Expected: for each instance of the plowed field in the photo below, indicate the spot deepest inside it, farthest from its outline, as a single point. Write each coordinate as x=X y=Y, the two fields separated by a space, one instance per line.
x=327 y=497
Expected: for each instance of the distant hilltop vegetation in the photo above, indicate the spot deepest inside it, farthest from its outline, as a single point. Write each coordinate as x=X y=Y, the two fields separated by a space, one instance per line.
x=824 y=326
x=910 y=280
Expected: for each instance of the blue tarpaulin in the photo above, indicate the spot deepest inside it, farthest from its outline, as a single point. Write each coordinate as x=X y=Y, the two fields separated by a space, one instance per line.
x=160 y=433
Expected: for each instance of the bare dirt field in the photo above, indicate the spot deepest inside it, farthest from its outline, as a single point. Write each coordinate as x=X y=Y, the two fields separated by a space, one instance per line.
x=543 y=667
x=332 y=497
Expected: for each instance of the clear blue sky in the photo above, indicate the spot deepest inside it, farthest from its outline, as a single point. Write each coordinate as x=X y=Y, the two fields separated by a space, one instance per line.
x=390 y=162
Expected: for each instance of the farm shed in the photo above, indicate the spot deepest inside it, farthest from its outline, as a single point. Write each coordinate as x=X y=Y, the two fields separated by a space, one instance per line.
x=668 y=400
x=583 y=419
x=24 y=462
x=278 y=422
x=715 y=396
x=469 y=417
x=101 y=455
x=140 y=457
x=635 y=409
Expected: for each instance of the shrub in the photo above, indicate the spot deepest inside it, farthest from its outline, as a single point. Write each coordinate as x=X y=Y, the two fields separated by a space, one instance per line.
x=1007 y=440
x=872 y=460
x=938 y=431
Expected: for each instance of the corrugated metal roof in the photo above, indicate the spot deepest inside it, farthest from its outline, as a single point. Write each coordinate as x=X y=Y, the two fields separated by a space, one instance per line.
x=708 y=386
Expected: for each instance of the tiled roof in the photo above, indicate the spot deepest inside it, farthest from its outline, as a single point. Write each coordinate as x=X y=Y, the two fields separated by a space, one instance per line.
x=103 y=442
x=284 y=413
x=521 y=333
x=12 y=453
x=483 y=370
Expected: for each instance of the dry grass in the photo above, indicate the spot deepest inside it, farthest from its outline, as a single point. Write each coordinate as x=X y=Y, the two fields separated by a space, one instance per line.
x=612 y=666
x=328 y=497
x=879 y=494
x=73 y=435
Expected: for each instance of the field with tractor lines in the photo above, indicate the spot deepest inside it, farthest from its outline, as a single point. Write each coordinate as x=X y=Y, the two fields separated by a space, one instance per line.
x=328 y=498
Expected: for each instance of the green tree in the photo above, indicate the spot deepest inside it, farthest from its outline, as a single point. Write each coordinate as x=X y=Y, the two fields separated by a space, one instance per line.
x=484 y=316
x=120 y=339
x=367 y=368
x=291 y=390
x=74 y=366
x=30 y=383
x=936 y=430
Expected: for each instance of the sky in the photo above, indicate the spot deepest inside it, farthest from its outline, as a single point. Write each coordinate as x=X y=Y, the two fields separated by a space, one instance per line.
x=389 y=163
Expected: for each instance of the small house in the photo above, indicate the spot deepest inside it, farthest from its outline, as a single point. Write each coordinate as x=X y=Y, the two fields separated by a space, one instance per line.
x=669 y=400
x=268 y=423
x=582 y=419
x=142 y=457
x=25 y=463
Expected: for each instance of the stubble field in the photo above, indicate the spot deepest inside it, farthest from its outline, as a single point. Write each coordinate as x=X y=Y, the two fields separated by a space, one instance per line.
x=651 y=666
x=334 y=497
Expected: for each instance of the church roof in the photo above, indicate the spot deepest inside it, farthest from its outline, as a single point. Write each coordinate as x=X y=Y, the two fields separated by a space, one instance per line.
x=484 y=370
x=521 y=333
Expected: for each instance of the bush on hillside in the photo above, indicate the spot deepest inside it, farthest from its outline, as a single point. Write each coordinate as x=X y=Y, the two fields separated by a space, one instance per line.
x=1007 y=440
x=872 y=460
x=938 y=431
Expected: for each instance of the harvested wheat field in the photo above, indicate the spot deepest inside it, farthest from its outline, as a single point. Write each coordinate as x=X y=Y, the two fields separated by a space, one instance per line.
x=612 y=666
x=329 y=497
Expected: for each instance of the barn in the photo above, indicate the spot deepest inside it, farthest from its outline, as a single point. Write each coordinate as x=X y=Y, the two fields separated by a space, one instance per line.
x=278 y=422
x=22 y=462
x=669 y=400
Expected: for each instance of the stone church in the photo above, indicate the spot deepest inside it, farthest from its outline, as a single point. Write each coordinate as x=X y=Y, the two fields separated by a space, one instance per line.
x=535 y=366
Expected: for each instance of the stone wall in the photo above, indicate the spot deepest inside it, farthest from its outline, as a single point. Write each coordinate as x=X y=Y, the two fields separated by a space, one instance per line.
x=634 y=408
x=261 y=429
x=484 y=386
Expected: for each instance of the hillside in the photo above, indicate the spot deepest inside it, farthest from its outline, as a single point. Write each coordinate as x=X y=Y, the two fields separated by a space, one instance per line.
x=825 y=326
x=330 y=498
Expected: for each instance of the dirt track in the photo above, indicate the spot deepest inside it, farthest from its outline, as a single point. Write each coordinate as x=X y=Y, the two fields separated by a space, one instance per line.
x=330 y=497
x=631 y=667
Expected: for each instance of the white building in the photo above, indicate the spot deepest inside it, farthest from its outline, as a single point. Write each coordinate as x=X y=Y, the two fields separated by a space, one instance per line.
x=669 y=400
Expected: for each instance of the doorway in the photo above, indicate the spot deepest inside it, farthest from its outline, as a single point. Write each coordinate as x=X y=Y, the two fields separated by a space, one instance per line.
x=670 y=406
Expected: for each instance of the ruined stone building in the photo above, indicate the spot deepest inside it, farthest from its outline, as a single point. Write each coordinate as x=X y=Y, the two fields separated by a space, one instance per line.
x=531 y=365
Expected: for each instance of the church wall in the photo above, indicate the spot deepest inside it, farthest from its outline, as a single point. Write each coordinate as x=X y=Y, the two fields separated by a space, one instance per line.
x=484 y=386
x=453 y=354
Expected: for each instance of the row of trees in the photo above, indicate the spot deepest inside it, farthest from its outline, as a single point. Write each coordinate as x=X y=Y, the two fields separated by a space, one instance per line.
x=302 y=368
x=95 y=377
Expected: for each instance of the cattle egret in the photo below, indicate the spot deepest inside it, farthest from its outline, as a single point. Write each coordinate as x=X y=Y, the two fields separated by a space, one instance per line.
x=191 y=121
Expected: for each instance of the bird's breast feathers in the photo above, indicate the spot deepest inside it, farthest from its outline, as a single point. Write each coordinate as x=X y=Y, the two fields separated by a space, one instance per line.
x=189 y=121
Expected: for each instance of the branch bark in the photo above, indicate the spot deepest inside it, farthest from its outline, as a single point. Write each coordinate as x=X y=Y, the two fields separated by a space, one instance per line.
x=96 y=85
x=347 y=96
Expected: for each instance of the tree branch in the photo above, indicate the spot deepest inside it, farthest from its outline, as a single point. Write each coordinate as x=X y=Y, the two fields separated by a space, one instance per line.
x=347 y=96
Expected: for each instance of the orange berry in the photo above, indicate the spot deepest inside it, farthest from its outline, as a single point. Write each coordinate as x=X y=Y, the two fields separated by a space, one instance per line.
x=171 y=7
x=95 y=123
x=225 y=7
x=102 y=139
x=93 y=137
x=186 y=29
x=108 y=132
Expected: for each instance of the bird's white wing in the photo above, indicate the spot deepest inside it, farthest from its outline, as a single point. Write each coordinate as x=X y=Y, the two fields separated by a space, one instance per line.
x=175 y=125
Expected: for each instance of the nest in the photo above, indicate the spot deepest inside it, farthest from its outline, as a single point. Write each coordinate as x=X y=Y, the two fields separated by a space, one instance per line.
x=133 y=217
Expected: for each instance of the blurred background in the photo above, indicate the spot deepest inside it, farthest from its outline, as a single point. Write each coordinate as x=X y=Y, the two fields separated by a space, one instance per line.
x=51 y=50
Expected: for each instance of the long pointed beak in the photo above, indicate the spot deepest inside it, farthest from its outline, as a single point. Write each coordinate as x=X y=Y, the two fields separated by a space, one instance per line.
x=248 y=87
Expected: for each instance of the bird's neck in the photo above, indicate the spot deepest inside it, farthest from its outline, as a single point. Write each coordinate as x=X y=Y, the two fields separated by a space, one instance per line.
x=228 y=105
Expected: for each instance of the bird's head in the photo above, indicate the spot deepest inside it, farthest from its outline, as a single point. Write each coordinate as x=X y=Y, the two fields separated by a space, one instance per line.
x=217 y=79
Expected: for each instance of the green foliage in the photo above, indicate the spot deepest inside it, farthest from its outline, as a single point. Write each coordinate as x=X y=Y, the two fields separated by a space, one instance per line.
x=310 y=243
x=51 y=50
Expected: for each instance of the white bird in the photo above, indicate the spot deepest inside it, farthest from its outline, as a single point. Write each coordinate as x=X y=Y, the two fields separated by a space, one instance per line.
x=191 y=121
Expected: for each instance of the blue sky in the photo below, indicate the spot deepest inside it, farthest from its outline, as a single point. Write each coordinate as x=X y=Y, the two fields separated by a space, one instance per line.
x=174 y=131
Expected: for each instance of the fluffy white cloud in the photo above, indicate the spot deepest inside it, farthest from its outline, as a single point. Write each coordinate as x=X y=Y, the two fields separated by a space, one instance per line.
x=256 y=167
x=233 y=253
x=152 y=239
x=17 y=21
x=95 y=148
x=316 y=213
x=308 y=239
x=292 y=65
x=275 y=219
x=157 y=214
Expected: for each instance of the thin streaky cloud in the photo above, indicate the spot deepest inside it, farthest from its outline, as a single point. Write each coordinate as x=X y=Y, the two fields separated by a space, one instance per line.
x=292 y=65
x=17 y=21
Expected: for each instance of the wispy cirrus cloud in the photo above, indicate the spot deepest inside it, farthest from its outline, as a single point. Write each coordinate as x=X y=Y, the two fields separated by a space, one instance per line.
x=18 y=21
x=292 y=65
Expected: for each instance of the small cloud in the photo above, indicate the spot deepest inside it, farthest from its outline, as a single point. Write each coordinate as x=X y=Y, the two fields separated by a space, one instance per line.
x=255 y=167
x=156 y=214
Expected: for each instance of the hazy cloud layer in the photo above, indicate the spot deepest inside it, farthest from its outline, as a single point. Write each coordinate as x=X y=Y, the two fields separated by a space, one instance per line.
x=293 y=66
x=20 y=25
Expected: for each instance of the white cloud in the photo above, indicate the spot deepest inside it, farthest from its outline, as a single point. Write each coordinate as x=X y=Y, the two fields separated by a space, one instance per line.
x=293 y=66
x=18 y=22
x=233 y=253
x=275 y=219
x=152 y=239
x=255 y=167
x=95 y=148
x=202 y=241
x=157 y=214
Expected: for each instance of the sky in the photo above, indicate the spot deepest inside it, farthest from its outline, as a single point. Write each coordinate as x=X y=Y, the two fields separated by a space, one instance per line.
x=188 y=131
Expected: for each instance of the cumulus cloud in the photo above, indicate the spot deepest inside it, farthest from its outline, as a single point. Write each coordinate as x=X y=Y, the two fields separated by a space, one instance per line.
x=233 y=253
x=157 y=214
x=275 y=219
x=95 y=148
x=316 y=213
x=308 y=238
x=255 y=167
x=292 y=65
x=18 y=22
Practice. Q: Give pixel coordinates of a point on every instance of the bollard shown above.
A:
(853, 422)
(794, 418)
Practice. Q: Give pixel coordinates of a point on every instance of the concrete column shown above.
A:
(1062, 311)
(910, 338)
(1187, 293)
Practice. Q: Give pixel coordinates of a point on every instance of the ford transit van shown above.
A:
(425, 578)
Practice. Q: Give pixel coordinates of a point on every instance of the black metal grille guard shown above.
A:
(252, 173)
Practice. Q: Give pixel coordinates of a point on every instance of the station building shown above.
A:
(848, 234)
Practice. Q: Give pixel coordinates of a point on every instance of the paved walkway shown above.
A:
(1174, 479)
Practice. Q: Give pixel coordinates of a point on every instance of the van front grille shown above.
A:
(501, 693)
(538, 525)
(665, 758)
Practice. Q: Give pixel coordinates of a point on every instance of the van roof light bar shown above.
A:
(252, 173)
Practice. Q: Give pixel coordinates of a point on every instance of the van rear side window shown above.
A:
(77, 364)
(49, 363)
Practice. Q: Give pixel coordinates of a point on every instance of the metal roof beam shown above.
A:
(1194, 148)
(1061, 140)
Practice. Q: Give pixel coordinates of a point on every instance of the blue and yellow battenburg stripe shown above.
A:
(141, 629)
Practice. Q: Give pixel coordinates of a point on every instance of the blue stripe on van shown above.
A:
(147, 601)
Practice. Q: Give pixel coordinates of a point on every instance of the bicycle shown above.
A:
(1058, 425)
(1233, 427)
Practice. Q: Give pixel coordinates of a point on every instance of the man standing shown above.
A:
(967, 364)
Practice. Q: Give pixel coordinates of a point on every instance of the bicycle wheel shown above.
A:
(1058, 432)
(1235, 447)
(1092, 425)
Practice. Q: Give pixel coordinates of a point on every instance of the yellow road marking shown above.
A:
***
ASSIGNMENT
Show a copy of each line from the data that includes the word "grille".

OUTPUT OF THE EXERCISE
Practice. Q: Give pixel coordinates of a point on every instance of the black metal grille guard shown above.
Practice. Q: Give pixel coordinates of a point on every instance of the van front grille shown above.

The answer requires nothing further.